Natural-language object grounding data
++++++

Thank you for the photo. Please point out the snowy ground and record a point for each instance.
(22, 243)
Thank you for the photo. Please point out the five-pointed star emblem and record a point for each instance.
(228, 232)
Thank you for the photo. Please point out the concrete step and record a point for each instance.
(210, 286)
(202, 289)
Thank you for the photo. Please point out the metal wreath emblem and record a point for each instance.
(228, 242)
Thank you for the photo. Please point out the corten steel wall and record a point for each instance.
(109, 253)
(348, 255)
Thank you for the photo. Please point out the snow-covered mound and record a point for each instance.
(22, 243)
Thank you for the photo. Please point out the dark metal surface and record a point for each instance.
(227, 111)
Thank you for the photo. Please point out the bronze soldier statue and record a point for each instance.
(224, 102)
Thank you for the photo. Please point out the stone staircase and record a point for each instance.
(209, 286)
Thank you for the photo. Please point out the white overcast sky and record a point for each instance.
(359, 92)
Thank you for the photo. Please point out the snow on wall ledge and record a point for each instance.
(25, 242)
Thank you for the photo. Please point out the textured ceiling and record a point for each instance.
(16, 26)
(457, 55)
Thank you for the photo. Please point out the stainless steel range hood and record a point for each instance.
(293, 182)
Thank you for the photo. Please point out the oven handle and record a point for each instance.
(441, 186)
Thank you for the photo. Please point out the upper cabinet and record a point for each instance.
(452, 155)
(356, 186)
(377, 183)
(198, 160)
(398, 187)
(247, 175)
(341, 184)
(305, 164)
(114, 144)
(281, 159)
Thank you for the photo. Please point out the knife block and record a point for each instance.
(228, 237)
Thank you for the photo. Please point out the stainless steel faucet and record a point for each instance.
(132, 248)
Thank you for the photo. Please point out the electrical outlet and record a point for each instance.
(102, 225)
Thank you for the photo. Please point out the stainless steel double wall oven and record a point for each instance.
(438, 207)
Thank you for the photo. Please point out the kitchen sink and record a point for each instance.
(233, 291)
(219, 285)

++++++

• [WORK TO COMPLETE]
What are the lines from the one with "Thank you for the photo. Please point out the white" through the end of the records above? Set them down exactly, both ends included, and nothing else.

• [TASK ANSWER]
Thank you for the photo. Please point out the white overcast sky and record a point for each instance.
(359, 92)
Thank you for the photo. Please point out the snow on wall ledge and record a point for each instance.
(25, 242)
Thank you for the photo. Please point out the textured ceiling and record a point for each instance.
(16, 26)
(457, 55)
Thank you for the photo. Please point out the stainless steel range hood and record a point for each instance.
(293, 182)
Thank you for the photo. Please point out the oven handle and record a point for each instance.
(441, 186)
Thank you for the photo. Please point out the upper cabinet and record a point for each instance.
(452, 155)
(356, 186)
(377, 183)
(198, 160)
(398, 187)
(247, 175)
(341, 184)
(305, 164)
(114, 144)
(281, 159)
Thank you for the photo. Please point out the knife block and record a point for each instance.
(228, 237)
Thank you for the photo. Please point out the stainless steel faucet and record a point for each instance.
(132, 248)
Thank you for the photo. Please point out the electrical outlet and record a point for each instance.
(102, 225)
Thank you for the photo. Please point out the stainless steel double wall oven and record a point for each instance.
(438, 207)
Thank you for the photo. Please point out the kitchen sink and record a point for each instance.
(233, 291)
(219, 285)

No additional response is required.